• PROVIDED MATERIAL:
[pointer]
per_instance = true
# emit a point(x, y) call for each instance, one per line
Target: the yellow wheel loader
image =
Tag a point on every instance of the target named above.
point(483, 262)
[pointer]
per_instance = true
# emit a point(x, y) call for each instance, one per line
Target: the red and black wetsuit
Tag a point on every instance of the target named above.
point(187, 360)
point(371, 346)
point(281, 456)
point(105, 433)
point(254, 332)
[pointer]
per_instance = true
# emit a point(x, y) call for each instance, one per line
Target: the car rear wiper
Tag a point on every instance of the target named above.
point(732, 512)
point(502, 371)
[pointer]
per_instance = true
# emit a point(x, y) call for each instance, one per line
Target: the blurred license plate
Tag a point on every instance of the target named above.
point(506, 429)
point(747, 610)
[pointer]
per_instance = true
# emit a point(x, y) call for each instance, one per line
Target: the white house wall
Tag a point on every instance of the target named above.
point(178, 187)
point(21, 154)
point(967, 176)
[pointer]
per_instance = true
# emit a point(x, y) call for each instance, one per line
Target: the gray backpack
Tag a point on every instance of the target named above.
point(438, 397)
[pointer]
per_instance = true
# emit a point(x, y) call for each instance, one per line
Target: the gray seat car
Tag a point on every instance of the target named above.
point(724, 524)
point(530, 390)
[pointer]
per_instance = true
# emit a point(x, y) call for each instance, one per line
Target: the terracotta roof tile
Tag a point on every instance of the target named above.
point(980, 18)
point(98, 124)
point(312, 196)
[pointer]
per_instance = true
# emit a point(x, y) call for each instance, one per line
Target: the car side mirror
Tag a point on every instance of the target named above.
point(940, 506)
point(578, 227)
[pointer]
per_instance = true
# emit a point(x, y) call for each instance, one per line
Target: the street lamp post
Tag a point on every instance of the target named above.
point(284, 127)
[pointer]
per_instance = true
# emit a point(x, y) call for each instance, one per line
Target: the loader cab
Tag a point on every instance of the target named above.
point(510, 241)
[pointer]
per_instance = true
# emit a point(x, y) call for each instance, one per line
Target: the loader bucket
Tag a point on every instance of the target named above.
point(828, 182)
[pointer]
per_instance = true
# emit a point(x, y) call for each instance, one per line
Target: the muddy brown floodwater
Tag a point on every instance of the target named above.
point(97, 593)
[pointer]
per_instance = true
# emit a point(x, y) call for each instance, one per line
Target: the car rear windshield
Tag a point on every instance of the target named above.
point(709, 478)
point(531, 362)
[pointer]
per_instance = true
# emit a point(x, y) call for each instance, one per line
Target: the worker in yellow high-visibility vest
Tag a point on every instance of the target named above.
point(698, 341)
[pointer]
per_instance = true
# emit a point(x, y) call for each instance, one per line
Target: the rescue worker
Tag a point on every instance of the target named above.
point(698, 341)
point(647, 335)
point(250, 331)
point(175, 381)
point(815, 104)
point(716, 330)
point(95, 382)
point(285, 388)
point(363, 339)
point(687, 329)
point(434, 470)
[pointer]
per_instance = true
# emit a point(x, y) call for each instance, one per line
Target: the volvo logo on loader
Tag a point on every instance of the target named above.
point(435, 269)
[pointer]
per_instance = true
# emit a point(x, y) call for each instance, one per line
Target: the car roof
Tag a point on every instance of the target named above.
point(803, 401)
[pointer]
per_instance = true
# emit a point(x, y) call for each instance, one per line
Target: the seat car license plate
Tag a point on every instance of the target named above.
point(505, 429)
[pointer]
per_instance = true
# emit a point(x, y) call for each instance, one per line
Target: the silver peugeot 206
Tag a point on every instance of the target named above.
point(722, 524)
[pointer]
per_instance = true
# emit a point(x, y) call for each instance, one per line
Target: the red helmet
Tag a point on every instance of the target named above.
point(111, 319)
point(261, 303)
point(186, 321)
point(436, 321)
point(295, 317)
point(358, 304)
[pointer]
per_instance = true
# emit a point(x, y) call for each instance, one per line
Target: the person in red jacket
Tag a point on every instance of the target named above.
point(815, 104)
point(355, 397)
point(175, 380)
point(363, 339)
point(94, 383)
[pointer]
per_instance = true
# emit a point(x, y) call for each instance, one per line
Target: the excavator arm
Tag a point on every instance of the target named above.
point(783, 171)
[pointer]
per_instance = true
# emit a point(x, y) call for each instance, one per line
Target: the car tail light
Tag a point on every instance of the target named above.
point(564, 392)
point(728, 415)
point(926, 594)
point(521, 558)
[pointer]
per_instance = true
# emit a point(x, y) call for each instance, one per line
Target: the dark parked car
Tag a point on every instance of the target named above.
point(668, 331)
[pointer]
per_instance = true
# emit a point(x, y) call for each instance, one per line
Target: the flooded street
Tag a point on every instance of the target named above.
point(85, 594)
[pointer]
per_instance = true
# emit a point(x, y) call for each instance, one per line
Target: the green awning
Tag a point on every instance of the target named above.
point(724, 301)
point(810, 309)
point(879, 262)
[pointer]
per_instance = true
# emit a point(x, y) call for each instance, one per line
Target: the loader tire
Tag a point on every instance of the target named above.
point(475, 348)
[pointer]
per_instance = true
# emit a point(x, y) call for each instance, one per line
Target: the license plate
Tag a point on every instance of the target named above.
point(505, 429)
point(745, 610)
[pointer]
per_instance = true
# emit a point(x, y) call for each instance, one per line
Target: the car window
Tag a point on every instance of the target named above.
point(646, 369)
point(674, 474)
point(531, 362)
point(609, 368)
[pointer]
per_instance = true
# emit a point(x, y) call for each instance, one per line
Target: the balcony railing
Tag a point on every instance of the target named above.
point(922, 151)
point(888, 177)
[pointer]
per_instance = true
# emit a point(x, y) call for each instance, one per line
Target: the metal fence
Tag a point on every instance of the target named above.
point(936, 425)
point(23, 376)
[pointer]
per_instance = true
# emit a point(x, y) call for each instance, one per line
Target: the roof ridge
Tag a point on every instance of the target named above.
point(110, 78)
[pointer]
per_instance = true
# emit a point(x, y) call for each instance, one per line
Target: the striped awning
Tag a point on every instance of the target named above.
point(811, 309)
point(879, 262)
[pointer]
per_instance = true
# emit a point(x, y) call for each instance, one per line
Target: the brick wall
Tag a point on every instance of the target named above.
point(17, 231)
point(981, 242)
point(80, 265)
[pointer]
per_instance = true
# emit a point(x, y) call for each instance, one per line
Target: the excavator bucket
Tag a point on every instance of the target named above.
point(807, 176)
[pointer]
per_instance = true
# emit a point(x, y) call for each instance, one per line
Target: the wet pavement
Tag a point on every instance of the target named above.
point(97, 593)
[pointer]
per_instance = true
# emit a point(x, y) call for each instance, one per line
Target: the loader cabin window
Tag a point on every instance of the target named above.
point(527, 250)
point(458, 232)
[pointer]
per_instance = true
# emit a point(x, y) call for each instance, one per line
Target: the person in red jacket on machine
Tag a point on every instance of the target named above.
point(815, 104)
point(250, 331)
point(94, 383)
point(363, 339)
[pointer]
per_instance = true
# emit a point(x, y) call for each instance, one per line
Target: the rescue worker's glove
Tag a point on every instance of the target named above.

• STATED PROBLEM: Copy the records above line for line, with no changes.

• CORRECT RESPONSE:
[pointer]
per_instance = true
# emit a point(x, y) call for each instance, one per line
Target: the yellow wheel loader
image =
Tag a point on every instance of the target named above.
point(483, 262)
[pointer]
per_instance = true
# emit a point(x, y) call for each instance, one per line
Target: the red and black wetsuit
Tag a point on every instance of the target named above.
point(187, 360)
point(371, 346)
point(281, 456)
point(105, 433)
point(254, 332)
[pointer]
per_instance = true
# emit a point(x, y) call for each instance, one per line
Target: the car rear wiper
Tag a point on every instance of the target named above.
point(732, 512)
point(502, 371)
[pointer]
per_instance = true
# emit a point(x, y) call for each instance, one per line
Target: the blurred license plate
Tag a point on every instance of the target named above.
point(506, 429)
point(747, 610)
[pointer]
per_instance = true
# emit a point(x, y) call for each instance, one per line
Target: the white house wall
Tag a point on every instance of the target named above.
point(178, 187)
point(21, 154)
point(967, 176)
[pointer]
per_instance = true
# emit a point(x, y) call for each instance, one per line
Target: the gray backpack
Tag a point on every instance of the target named above.
point(438, 397)
[pointer]
per_instance = true
# emit a point(x, y) call for each instance, one per line
Target: the gray seat car
Tag a point on every instance of the target named above.
point(724, 524)
point(530, 390)
[pointer]
per_instance = true
# emit a point(x, y) call for each instance, one per line
Target: the terracotta roof tile
Tag a point on every instance of the target named above.
point(980, 18)
point(98, 124)
point(312, 196)
[pointer]
per_instance = true
# emit a point(x, y) call for each instance, one per line
Target: the car side mirror
Tag a point on every instance of the target named above.
point(940, 506)
point(578, 227)
[pointer]
per_instance = true
# emit a point(x, y) call for each instance, one per line
Target: the street lamp post
Tag a point on every instance of the target named above.
point(284, 127)
[pointer]
per_instance = true
# emit a point(x, y) call for each instance, one per line
Target: the loader cab
Tag a point on every instance of the target named above.
point(510, 241)
[pointer]
per_instance = true
# emit a point(x, y) call for each instance, one per line
Target: the loader bucket
Tag a point on every instance of the target named above.
point(828, 182)
[pointer]
per_instance = true
# emit a point(x, y) call for each instance, one per line
Target: the muddy brown floodwater
Tag a point on every instance of the target named above.
point(97, 593)
[pointer]
per_instance = true
# emit a point(x, y) call for each instance, one per line
Target: the car rear windshield
Tag a point on every instance of the target named above.
point(709, 478)
point(531, 362)
[pointer]
per_instance = true
# emit a point(x, y) call for each instance, one per line
Target: the worker in yellow high-visibility vest
Tag a point on every instance of the target named above.
point(698, 341)
[pointer]
per_instance = true
# emit a point(x, y) call for each instance, one per line
Target: the rescue worker
Tag a point on every instance of the target named above.
point(698, 341)
point(647, 335)
point(250, 331)
point(175, 381)
point(815, 104)
point(716, 330)
point(95, 382)
point(285, 388)
point(363, 339)
point(687, 329)
point(434, 470)
[pointer]
per_instance = true
# emit a point(x, y) call for each instance, one per line
Target: the volvo logo on loader
Tag a point on every instance of the target named above.
point(435, 269)
[pointer]
per_instance = true
# emit a point(x, y) call for each instance, one per line
Target: the car roof
Tag a point on every instance of the target named above.
point(803, 401)
[pointer]
per_instance = true
# emit a point(x, y) call for each instance, one per line
Target: the seat car license plate
Tag a point on every instance of the target named above.
point(505, 429)
[pointer]
per_instance = true
# emit a point(x, y) call for each instance, one per line
Target: the silver peugeot 206
Tag a point on every instance of the target named above.
point(722, 524)
[pointer]
per_instance = true
# emit a point(x, y) call for each instance, one per line
Target: the red helmet
Tag a point on every instance of the target named above.
point(111, 319)
point(261, 303)
point(186, 321)
point(436, 321)
point(295, 317)
point(358, 304)
[pointer]
per_instance = true
# emit a point(x, y) call for each instance, one per line
Target: the person in red jacket
Tag a point on every instance of the target named above.
point(815, 104)
point(355, 397)
point(175, 380)
point(363, 339)
point(94, 383)
[pointer]
per_instance = true
# emit a point(x, y) call for each instance, one per line
Target: the excavator arm
Tag a point on every instance of the target named above.
point(783, 171)
[pointer]
per_instance = true
# emit a point(x, y) call for each instance, one per line
Target: the car tail light
Tag a point on every instance of the target named above.
point(564, 392)
point(728, 415)
point(926, 594)
point(521, 558)
[pointer]
per_instance = true
# emit a point(x, y) call for each instance, one per line
Target: the dark parked car
Tag a point on every instance of the target named above.
point(668, 331)
[pointer]
per_instance = true
# emit a point(x, y) call for each instance, one per line
Target: the flooded street
Tag a point on every instance of the target named above.
point(85, 594)
[pointer]
per_instance = true
# emit a point(x, y) call for each instance, one per line
Target: the green awning
Tag a point on every instance of the target named above.
point(724, 301)
point(810, 309)
point(879, 262)
[pointer]
per_instance = true
# emit a point(x, y) call for each instance, one per line
Target: the loader tire
Tag a point on every instance of the target named above.
point(475, 348)
[pointer]
per_instance = true
# emit a point(x, y) call for each instance, one per line
Target: the license plate
Tag a point on every instance of the target named above.
point(505, 429)
point(745, 610)
[pointer]
per_instance = true
# emit a point(x, y) call for each instance, one per line
Target: the car window
Tag a point on every instance of the target named above.
point(646, 369)
point(674, 474)
point(531, 362)
point(609, 368)
[pointer]
per_instance = true
# emit a point(x, y) call for each instance, one per line
Target: the balcony railing
Tag a point on every instance of the target named above.
point(922, 151)
point(888, 177)
[pointer]
per_instance = true
# emit a point(x, y) call for each instance, one per line
Target: the metal fence
Tag a point on every instance of the target named above.
point(936, 425)
point(23, 376)
[pointer]
per_instance = true
# emit a point(x, y) call for each instance, one per line
Target: the roof ridge
Tag a point on every instance of the target named above.
point(110, 78)
[pointer]
per_instance = true
# emit a point(x, y) call for each instance, one per line
Target: the striped awning
Tag a point on every instance of the target named above.
point(811, 309)
point(879, 262)
[pointer]
per_instance = true
# emit a point(x, y) call for each instance, one per line
Target: the brick wall
Tag a point on every instance of the target named above.
point(17, 231)
point(981, 242)
point(80, 265)
[pointer]
per_instance = true
# emit a point(x, y) call for each instance, one per line
Target: the excavator bucket
Tag a point on every instance of the target named above.
point(807, 176)
[pointer]
per_instance = true
# emit a point(x, y) call for each instance, one per line
Target: the wet pavement
Tag a point on every instance of the target named above.
point(97, 593)
[pointer]
per_instance = true
# emit a point(x, y) call for each instance, one per line
Target: the loader cabin window
Tag a point on every instance of the target named above.
point(527, 250)
point(458, 232)
[pointer]
per_instance = true
# emit a point(x, y) call for each instance, one per line
Target: the person in red jacket on machine
Tag a point on every instance of the target named above.
point(815, 104)
point(250, 331)
point(94, 383)
point(363, 339)
[pointer]
per_instance = true
# emit a point(x, y) call for each instance, one per line
Target: the rescue worker's glove
Tag a point on every instance of the target named above.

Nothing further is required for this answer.